• [THE PROBLEM]
Work through the data line by line, gathering every line that has the word "poodle".

• [DATA RECORDS]
_ _ _
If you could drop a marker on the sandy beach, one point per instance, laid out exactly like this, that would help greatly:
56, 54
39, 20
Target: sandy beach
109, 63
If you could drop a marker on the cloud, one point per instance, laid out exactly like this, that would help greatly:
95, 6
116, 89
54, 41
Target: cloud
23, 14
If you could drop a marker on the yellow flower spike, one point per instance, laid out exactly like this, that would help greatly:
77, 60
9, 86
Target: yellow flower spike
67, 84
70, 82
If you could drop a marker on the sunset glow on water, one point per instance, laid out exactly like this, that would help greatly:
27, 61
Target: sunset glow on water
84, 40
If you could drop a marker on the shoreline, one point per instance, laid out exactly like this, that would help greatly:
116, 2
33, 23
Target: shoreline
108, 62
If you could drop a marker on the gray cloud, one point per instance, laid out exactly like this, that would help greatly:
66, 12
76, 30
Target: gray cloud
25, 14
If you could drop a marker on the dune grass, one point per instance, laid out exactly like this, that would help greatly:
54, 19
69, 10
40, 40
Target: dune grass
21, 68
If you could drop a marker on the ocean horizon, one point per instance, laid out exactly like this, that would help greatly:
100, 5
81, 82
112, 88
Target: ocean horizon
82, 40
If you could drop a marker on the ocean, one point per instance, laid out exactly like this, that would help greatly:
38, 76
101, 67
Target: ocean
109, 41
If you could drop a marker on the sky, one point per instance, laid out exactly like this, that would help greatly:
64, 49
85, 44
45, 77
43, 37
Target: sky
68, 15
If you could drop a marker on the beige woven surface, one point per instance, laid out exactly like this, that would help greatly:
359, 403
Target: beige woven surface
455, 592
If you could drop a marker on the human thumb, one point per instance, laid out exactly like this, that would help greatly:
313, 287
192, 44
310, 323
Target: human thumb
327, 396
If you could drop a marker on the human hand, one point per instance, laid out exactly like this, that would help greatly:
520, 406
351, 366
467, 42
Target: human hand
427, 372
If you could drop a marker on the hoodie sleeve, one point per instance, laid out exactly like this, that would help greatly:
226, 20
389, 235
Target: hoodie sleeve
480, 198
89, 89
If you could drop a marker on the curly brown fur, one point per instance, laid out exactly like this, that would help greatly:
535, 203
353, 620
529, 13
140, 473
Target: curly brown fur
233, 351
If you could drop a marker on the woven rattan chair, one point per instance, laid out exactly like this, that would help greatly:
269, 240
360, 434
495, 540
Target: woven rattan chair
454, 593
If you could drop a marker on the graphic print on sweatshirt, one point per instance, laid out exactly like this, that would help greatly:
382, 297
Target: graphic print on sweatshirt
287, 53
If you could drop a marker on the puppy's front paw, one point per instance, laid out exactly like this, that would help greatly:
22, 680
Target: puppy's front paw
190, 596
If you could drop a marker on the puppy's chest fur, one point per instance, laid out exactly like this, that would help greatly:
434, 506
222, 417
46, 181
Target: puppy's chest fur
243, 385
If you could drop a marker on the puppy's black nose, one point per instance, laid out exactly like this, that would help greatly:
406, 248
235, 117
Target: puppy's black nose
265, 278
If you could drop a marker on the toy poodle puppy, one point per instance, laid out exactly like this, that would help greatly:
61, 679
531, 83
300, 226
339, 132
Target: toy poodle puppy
_ _ _
• [SOLUTION FOR THIS PROBLEM]
If you could drop a marker on the toy poodle puppy, one point per instance, laid out exactly like this, that would help greatly:
Target: toy poodle puppy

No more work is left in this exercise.